PROBLEM REQUIREMENTS: Print each line of the listing once more, precisely as given.
:: MATERIAL
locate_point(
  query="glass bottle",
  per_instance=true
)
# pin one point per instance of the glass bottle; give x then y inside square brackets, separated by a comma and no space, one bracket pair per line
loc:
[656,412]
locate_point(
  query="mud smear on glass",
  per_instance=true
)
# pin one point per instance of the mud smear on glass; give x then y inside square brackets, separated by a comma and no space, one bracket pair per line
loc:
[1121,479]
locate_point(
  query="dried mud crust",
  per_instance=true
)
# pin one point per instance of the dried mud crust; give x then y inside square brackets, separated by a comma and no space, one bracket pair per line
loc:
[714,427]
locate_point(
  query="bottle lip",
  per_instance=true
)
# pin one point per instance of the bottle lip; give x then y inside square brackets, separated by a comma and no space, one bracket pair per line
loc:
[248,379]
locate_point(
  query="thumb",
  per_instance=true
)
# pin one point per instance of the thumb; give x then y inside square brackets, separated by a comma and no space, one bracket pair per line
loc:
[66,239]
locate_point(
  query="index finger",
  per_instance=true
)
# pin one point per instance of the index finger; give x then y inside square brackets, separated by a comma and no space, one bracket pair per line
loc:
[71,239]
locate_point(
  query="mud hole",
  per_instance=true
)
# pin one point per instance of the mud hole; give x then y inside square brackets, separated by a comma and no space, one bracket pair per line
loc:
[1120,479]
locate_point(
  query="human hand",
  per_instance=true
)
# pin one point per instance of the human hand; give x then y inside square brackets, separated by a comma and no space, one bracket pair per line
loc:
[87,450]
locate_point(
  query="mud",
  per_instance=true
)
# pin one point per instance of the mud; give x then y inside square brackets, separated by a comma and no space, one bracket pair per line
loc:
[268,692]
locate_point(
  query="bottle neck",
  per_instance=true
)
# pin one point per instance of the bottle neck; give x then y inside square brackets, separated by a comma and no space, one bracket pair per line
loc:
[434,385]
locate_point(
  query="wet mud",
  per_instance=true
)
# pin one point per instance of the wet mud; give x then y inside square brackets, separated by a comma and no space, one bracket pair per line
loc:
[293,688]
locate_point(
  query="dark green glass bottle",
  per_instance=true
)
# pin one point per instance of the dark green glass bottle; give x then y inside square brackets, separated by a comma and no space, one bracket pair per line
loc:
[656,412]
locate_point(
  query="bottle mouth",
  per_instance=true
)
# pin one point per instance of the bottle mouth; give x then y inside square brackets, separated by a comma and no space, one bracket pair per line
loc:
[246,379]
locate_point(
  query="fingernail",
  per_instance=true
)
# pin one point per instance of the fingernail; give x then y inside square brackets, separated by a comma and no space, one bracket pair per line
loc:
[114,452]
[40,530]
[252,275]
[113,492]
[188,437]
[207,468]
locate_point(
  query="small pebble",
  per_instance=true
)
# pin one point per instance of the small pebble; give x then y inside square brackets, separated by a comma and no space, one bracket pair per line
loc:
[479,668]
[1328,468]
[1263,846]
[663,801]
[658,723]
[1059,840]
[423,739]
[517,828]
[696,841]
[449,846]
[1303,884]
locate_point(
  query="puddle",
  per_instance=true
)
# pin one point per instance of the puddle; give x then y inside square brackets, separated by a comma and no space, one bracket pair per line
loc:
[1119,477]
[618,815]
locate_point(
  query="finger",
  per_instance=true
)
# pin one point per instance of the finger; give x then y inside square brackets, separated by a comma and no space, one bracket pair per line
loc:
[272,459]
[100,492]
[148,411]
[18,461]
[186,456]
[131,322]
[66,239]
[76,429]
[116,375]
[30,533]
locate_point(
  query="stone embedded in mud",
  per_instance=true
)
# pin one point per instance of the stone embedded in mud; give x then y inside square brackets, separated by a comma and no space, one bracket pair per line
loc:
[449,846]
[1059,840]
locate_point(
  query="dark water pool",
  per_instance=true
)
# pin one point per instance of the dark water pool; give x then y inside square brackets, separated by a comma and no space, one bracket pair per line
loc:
::::
EXERCISE SOLUTION:
locate_point(
  query="glass bottle",
  per_instance=true
)
# pin one point per instance of the glass bottle; give x then y inside square brackets, separated by a comma and no space, one bracket pair per line
loc:
[656,412]
locate_point(
  query="mud smear on glass",
  per_instance=true
)
# pin one point per instance of the mud smear on glass; give x then y inside square brackets, separated by a comma and no space, one bracket pair per line
loc:
[1121,479]
locate_point(
  query="dried mud crust",
  per_instance=true
)
# pin one point per instance of the dried mud crust; give x then y inside square brackets, separated by a comma and no space, one bracket pair per line
loc:
[714,427]
locate_point(
  query="bottle lip",
  per_instance=true
)
# pin one point per instance of the bottle lip; give x then y inside square brackets, separated by a comma and no space, one bracket pair per line
loc:
[248,379]
locate_point(
  query="thumb",
  per_instance=true
)
# pin one point per instance of the thumb; give x then y inside square brackets, separated by a comma and no space, one bracket pair per line
loc:
[66,239]
locate_point(
  query="index finger",
  per_instance=true
)
# pin one point per instance of the index finger; give x then y inside square brackets, separated by a comma and no space, one bracket pair per line
loc:
[71,239]
locate_point(
  query="mud hole",
  per_instance=true
)
# pin one point per instance of the mud hole; give x then y inside square brackets, separated by a comma and no space, one bracket pair per line
loc:
[1120,479]
locate_point(
  query="human hand",
  per_instance=true
)
# pin one point per instance of the human hand; give x then y inside square brackets, separated by a comma and no space, one bracket pair per line
loc:
[87,450]
locate_point(
  query="mud",
  per_instance=true
)
# pin one point per instance of the mud; give x then y inside square brackets, separated by a comma and no space, one bracket pair per line
loc:
[268,692]
locate_point(
  query="bottle neck",
  per_instance=true
)
# pin one point per instance of the bottle neck; give x then y inside square brackets, separated by a comma and no space, one bracket pair per line
loc:
[434,385]
locate_point(
  query="wet mud",
  per_instance=true
)
# pin one point per instance of the wet mud; give x then y inside square brackets, separated by a comma and no space, one bracket pair per line
loc:
[293,688]
locate_point(
  query="dark green glass bottle",
  per_instance=true
)
# pin one point per instance of the dark green glass bottle; give x then y inside square brackets, separated by a comma and no space, one bracket pair per line
loc:
[656,412]
locate_point(
  query="bottle mouth",
  per_instance=true
)
# pin one point per instance of the bottle mouth; give x then y inside square brackets, separated by a comma and no space, one bracket pair per line
loc:
[246,379]
locate_point(
  query="fingernail",
  per_instance=true
)
# pin one point per instance of the fingernail; give x then y inside square brackets, separated by a comma and no space, one bracket pair per line
loc:
[114,452]
[40,530]
[252,275]
[113,492]
[188,437]
[207,468]
locate_point(
  query="small pebble",
  per_instance=true
)
# pin one point per instance of the small pebble; give x then y inside square brackets, separated by a comma and no space, one bracket pair per line
loc:
[479,668]
[1328,468]
[1263,846]
[663,801]
[658,723]
[1059,840]
[423,739]
[517,828]
[696,841]
[449,846]
[1303,884]
locate_point(
  query="puddle",
  per_instance=true
)
# pin one point per instance of the puddle; give x then y inside square brackets, separated by a comma and no space, one bracket pair per line
loc:
[1119,477]
[618,815]
locate_point(
  query="finger",
  per_instance=true
)
# pin one point per instance of the finger; give x then y inside square brackets, separated by a comma and no space, one bracket pair per line
loc:
[272,459]
[100,492]
[148,411]
[18,461]
[186,456]
[131,322]
[66,239]
[76,429]
[116,375]
[30,533]
locate_point(
  query="stone embedded in mud",
  per_instance=true
)
# pin one point per instance of the stone embedded in mud; give x then y inside square brackets, separated by a comma and no space, one bracket pair per line
loc:
[449,846]
[1059,840]
locate_point(
  query="dark water pool",
  per_instance=true
)
# pin one point per instance of the dark water pool; give x then y inside square brackets, separated by a comma and no space, one bracket pair per line
loc:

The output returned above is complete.